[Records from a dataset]
* * * *
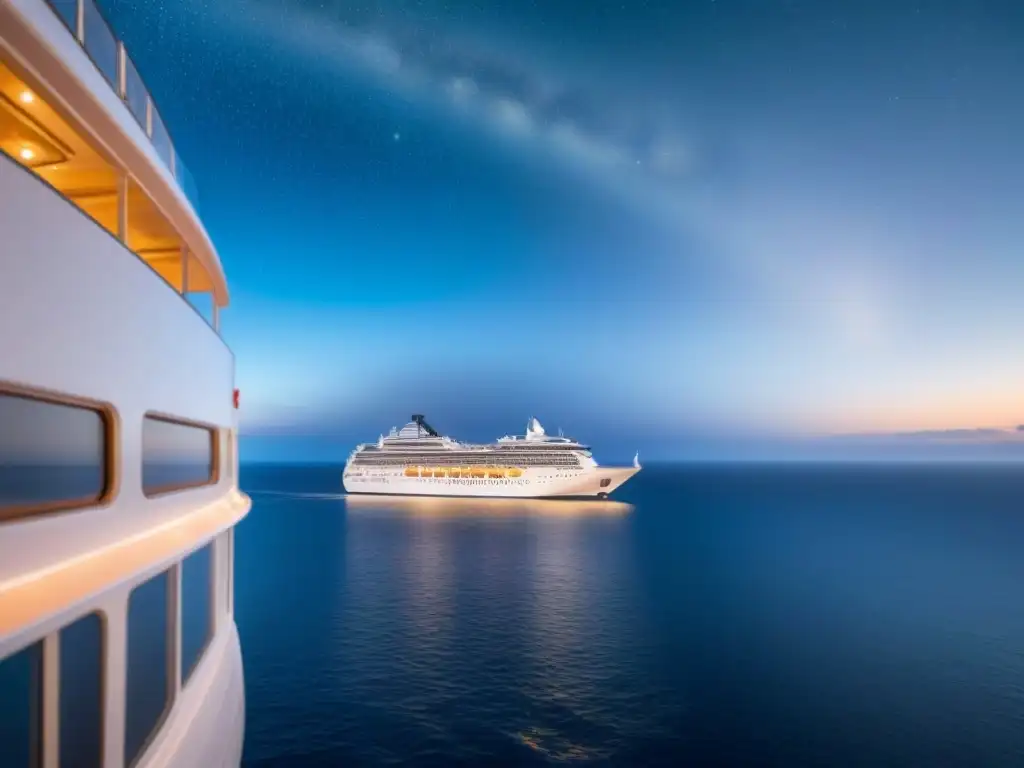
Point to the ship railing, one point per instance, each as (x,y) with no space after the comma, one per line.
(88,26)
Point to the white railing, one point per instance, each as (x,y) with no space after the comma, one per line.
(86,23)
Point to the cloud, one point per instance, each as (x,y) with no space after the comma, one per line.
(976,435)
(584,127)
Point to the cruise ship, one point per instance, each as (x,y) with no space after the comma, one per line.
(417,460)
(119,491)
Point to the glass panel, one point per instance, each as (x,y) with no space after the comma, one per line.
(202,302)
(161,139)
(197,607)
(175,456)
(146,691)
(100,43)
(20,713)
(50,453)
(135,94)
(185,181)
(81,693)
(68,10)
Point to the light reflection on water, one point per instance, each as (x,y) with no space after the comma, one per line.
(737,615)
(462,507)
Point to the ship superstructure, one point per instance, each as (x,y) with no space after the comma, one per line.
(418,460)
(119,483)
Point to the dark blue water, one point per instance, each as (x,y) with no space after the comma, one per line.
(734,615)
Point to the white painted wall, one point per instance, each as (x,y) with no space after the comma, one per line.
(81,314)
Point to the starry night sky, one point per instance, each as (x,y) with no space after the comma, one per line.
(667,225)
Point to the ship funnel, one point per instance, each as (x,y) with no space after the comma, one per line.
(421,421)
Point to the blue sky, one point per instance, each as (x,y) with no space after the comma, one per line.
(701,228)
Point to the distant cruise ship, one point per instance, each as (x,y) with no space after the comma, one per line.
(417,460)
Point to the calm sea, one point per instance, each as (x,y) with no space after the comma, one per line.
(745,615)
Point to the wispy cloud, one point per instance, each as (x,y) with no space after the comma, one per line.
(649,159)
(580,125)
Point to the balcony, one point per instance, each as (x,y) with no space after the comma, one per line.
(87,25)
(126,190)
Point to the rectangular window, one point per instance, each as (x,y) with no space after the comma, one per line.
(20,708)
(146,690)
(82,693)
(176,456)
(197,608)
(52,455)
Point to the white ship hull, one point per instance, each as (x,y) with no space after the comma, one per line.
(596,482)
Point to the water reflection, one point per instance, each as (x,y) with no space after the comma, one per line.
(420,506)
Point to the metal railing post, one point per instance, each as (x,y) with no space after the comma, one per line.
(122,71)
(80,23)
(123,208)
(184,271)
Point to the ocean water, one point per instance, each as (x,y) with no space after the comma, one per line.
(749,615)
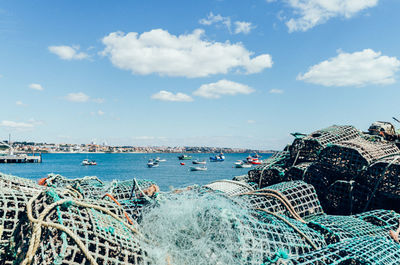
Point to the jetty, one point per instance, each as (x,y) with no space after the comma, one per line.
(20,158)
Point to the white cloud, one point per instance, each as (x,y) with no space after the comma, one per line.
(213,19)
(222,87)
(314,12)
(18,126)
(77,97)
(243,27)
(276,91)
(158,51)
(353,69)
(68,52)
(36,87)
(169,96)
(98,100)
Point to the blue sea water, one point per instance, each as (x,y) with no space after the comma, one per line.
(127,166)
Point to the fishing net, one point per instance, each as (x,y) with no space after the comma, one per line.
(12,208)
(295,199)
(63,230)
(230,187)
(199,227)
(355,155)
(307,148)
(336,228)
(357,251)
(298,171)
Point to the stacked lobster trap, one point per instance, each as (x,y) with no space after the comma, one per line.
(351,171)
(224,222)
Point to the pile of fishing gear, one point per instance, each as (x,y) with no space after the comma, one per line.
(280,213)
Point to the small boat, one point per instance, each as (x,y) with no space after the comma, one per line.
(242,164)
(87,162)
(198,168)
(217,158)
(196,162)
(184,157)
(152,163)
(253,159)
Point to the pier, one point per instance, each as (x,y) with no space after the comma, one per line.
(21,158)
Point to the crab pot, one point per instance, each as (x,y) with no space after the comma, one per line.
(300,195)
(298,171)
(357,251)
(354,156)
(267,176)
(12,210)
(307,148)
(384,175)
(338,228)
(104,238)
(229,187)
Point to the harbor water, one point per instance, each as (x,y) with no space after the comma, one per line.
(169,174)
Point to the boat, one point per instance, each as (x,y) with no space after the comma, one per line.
* * * *
▸ SHORT PROBLEM
Set down the records above word for word, all of them, but leave out the pictures.

▸ THE OUTPUT
Point to the ship railing, one point per instance, each as (x,y) with no space after the comma, one per line.
(88,26)
Point to the white railing, one point per instance, each as (x,y) with no space after the comma, one per line.
(86,23)
Point to the cloud, one point per instance, each as (x,y) with no space after the comma, one per line.
(976,435)
(584,127)
Point to the cruise ship, one point per instance, each as (x,y) with no space after the comma, one per line.
(417,460)
(119,491)
Point to the glass panel, one point per instance, each as (x,y) with no space after the comma, one per line.
(202,302)
(161,139)
(197,607)
(175,456)
(146,691)
(100,43)
(20,713)
(50,453)
(135,94)
(185,181)
(81,693)
(68,10)
Point to the light reflection on water, one point per instance, each as (x,y) with no space after the comma, one per line.
(737,615)
(462,507)
Point to the ship superstructure, one point per instance, each as (x,y) with no space after the comma, one per line.
(418,460)
(119,483)
Point to the dark blue water, one point per instance, each as (x,y) with no space after the comma, one per line.
(734,615)
Point to the white painted wall, one point per instance, each as (x,y) with no space after the comma, one per line.
(81,314)
Point to the starry night sky, one point per instance, each as (x,y) with no space after the comma, one per line.
(667,225)
Point to the ship funnel, one point per instance, each as (x,y) with no space after the comma, one per line.
(421,421)
Point to the blue sky, one point per instance, each as (x,y) with no space after the comma, one per line.
(701,228)
Point to the distant cruise ship, one point per instance, each as (x,y) with no space after the comma, one per line.
(417,460)
Point to the calm sea, one point per instance, each as (x,y) with no space after the comma, one per line.
(745,615)
Point to the wispy cloud, one point per instance, each as (x,y) with no space after the comma, one per line.
(649,159)
(580,125)
Point to the balcony, one point per instance, each as (x,y) with no space after the comma, one per line.
(87,25)
(126,190)
Point to the rectangular window, one point per instance, each as (x,y) with no space after the comma, one per line.
(20,708)
(146,690)
(82,693)
(176,456)
(197,608)
(52,455)
Point to the white ship hull, one point per instance, each as (x,y) with no space after the comma, one per line.
(596,482)
Point to the water reflection, one point per instance, each as (x,y) with no space after the comma, one per line.
(420,506)
Point to the metal railing post, one point per instance, each as (x,y) with no space after the comma, one per line.
(122,71)
(80,23)
(123,208)
(184,271)
Point to the ocean water, one point per instance, each as (x,y) with no space after the comma, one per line.
(749,615)
Point to the jetty, one point per instance, each as (x,y) with no space after the comma, one per line.
(20,158)
Point to the white cloud, one point per instance, each as (x,y) with no space after the comma, one per line.
(213,19)
(222,87)
(314,12)
(18,126)
(77,97)
(243,27)
(276,91)
(158,51)
(353,69)
(68,52)
(36,87)
(169,96)
(98,100)
Point to the blue sea water, one point per instance, each as (x,y) with no space after the comma, one per line.
(127,166)
Point to the fishing net, one point per instance, each as (x,y) with no space after the comma, one per line.
(12,208)
(295,199)
(63,230)
(230,187)
(199,227)
(355,155)
(307,148)
(336,228)
(357,251)
(298,171)
Point to the stacked lobster trap, one point per instance, each as (x,y) with no space after the comma, one per line.
(351,171)
(224,222)
Point to the pile of fishing gear, one point per instance, each as (x,y) with no space after the comma, one per line.
(280,213)
Point to the small boat, one point per instance, each as (x,y) with no space after the comma, one per line.
(242,164)
(87,162)
(198,168)
(217,158)
(196,162)
(184,157)
(152,163)
(253,159)
Point to the pier, one point per instance, each as (x,y) with no space after the comma, one per line.
(21,158)
Point to the crab pot, one point per instance, each as (x,y) with no space after the comma, one per line.
(300,195)
(298,171)
(357,251)
(354,156)
(267,176)
(12,210)
(307,148)
(384,175)
(338,228)
(104,238)
(229,187)
Point to the harbor water, one point per instance, each as (x,y) with no space after the comma, one per line.
(169,174)
Point to the boat, one point per instance, each as (x,y) with no space after the comma, one per line.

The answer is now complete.